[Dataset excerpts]
━━━━━━━━━━━━━━━━━━━━━━━━━━━━━━
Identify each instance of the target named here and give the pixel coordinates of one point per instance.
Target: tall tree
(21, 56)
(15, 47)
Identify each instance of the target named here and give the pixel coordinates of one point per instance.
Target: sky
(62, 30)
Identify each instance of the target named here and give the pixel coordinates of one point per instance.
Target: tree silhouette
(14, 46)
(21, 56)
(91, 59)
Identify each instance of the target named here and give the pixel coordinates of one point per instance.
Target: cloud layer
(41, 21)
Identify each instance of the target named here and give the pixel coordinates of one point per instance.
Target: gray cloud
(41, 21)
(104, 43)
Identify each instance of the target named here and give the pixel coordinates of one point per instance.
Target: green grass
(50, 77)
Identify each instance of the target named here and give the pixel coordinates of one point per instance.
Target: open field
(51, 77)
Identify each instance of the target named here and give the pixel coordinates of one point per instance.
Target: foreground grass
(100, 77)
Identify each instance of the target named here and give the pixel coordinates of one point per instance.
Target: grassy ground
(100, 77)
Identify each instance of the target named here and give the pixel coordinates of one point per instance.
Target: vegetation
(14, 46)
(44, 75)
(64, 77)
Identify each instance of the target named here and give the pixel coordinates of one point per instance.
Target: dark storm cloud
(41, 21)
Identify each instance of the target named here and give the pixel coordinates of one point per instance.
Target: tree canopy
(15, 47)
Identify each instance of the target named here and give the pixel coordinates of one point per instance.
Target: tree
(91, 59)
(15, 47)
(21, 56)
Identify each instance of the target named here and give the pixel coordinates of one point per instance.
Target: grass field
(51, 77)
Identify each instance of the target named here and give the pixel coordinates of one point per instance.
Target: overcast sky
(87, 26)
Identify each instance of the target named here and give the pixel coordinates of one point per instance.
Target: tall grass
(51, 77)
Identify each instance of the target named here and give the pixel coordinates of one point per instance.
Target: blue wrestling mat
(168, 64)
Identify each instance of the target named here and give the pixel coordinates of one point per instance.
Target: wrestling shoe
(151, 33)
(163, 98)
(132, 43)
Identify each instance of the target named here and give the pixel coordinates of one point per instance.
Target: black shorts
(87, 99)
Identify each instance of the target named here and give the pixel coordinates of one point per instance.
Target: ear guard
━━━━━━━━━━━━━━━━━━━━━━━━━━━━━━
→ **WORK REQUIRED**:
Repeat each entry exactly.

→ **SOLUTION TO THE PROBLEM**:
Identify each instance of the target named here and give the pixel coordinates of one point per instance.
Target: tall tree
(21, 56)
(15, 47)
Identify each instance of the target named here and give the pixel coordinates of one point per instance.
Target: sky
(62, 30)
Identify each instance of the target named here and give the pixel coordinates of one point per instance.
Target: tree silhouette
(14, 46)
(21, 56)
(91, 59)
Identify each instance of the target named here and give the pixel coordinates of one point per instance.
Target: cloud layer
(41, 21)
Identify each instance of the target named here and give the pixel coordinates of one point per instance.
Target: gray cloud
(41, 21)
(104, 43)
Identify each instance of the target named here and give the pixel coordinates of one point per instance.
Target: green grass
(50, 77)
Identify each instance of the target named here and give the pixel coordinates of one point per instance.
Target: open field
(51, 77)
Identify each instance of the target named here and give the pixel coordinates of one point per instance.
Target: foreground grass
(100, 77)
Identify each instance of the target named here and give the pixel coordinates of one point per instance.
Target: grassy ground
(100, 77)
Identify each instance of the target named here and give the pixel coordinates of one point per instance.
Target: vegetation
(14, 46)
(44, 75)
(64, 77)
Identify each instance of the target named here and give the pixel coordinates of one point per instance.
Target: dark storm cloud
(41, 21)
Identify each instance of the target named here and give the pixel coordinates of one point per instance.
Target: tree canopy
(15, 47)
Identify each instance of the target named here and give the pixel coordinates of one point per instance.
Target: tree
(91, 59)
(15, 47)
(21, 56)
Identify each instance of the target named here and give the pixel coordinates of one point per instance.
Target: grass field
(51, 77)
Identify each instance of the target named here and give the pixel coordinates of one point per instance.
Target: overcast sky
(87, 26)
Identify each instance of the target named here and give the pixel coordinates of one point per instance.
Target: tall grass
(51, 77)
Identify each instance of the target named here and give the pixel coordinates of one point per instance.
Target: blue wrestling mat
(168, 64)
Identify each instance of the target named here and give the pixel coordinates of one point per instance.
Target: wrestling shoe
(151, 33)
(163, 98)
(132, 43)
Identify each instance of the target named here and give the pixel coordinates of one point per instance.
Target: black shorts
(87, 99)
Identify each instance of the target named here and give the pixel coordinates of one point per instance.
Target: ear guard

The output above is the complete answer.